- [Work to do]:
Gather every line in the data below that contains the string "sleeve", copying each line in full. Case counts.

- [Raw records]:

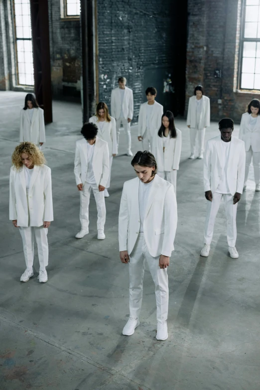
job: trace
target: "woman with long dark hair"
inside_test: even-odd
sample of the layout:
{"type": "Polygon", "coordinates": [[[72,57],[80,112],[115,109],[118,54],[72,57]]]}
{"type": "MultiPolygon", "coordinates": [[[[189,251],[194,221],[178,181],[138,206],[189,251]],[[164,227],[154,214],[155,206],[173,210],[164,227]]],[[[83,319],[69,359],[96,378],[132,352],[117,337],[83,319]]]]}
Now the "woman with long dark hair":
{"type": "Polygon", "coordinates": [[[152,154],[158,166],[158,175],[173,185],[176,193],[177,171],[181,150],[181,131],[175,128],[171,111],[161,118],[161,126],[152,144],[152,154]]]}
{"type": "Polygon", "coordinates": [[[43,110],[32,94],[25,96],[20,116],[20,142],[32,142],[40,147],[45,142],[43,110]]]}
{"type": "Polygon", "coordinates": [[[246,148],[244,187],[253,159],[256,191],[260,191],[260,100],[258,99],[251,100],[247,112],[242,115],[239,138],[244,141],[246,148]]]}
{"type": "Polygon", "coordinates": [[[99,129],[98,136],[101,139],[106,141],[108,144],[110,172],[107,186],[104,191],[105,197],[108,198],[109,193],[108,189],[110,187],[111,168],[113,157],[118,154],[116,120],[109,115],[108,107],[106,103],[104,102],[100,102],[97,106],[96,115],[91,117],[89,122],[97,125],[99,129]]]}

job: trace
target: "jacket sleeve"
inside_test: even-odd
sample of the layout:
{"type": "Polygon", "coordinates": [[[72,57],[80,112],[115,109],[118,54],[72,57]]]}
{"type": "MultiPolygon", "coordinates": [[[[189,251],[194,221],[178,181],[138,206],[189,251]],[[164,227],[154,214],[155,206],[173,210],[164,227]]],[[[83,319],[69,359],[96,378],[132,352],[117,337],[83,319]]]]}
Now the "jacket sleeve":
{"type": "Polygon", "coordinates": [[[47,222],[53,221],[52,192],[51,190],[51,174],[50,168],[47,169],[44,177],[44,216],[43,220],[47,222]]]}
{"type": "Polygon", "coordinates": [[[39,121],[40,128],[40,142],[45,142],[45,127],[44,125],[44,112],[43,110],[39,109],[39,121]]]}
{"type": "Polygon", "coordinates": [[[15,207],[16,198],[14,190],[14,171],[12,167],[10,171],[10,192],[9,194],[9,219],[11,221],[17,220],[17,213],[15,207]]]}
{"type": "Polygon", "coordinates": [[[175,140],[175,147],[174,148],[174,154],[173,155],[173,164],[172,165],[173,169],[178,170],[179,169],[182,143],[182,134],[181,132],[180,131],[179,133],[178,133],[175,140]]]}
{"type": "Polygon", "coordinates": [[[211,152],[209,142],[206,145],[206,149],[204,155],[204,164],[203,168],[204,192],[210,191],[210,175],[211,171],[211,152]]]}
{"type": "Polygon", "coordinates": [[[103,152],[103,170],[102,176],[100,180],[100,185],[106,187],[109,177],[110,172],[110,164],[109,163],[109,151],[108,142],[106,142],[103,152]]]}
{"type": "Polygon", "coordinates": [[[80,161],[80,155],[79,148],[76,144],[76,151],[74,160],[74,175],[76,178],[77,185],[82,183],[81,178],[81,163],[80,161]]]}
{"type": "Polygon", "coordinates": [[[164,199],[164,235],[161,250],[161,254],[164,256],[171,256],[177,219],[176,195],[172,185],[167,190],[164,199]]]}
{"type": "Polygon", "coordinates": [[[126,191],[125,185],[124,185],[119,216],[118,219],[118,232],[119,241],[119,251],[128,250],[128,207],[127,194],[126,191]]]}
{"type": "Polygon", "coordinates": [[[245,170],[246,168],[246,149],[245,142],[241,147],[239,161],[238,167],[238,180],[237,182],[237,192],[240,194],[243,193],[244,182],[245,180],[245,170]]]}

...

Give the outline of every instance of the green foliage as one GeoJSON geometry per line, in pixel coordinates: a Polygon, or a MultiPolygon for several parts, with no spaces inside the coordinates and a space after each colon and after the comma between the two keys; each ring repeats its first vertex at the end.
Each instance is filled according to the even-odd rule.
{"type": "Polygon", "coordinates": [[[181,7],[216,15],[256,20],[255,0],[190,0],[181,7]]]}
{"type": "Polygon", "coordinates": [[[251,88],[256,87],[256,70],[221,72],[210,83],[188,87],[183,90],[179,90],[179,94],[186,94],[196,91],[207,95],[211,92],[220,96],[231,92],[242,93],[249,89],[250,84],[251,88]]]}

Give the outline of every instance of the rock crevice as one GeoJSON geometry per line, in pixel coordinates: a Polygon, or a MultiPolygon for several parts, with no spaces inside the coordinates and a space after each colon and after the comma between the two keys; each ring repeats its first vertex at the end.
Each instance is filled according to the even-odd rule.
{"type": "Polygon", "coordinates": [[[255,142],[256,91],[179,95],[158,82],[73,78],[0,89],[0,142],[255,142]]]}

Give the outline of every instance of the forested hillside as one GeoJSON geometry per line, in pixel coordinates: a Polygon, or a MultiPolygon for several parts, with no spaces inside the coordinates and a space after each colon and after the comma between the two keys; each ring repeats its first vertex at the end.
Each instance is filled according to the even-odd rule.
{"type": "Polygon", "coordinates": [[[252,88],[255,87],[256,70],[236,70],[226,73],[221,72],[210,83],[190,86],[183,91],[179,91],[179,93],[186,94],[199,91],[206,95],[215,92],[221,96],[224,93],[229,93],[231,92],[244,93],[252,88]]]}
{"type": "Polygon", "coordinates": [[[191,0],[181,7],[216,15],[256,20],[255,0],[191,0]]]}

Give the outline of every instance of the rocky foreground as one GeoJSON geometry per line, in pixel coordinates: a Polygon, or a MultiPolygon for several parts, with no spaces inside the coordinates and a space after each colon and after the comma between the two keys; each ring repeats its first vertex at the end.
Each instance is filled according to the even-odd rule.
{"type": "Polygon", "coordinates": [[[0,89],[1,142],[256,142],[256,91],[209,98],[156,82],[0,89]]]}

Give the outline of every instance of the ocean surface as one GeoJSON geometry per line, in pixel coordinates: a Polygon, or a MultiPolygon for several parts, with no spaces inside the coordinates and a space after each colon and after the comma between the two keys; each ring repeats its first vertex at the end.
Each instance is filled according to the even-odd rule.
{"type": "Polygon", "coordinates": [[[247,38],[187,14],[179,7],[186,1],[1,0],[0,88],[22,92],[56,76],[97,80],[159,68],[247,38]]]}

...

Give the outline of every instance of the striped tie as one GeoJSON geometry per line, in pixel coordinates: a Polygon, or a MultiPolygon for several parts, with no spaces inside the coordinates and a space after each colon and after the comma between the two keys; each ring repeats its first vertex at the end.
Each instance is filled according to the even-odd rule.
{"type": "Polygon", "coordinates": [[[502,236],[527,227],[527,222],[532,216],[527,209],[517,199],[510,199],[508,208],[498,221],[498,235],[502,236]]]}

- [Correct answer]:
target: "jacket sleeve"
Now the "jacket sleeve":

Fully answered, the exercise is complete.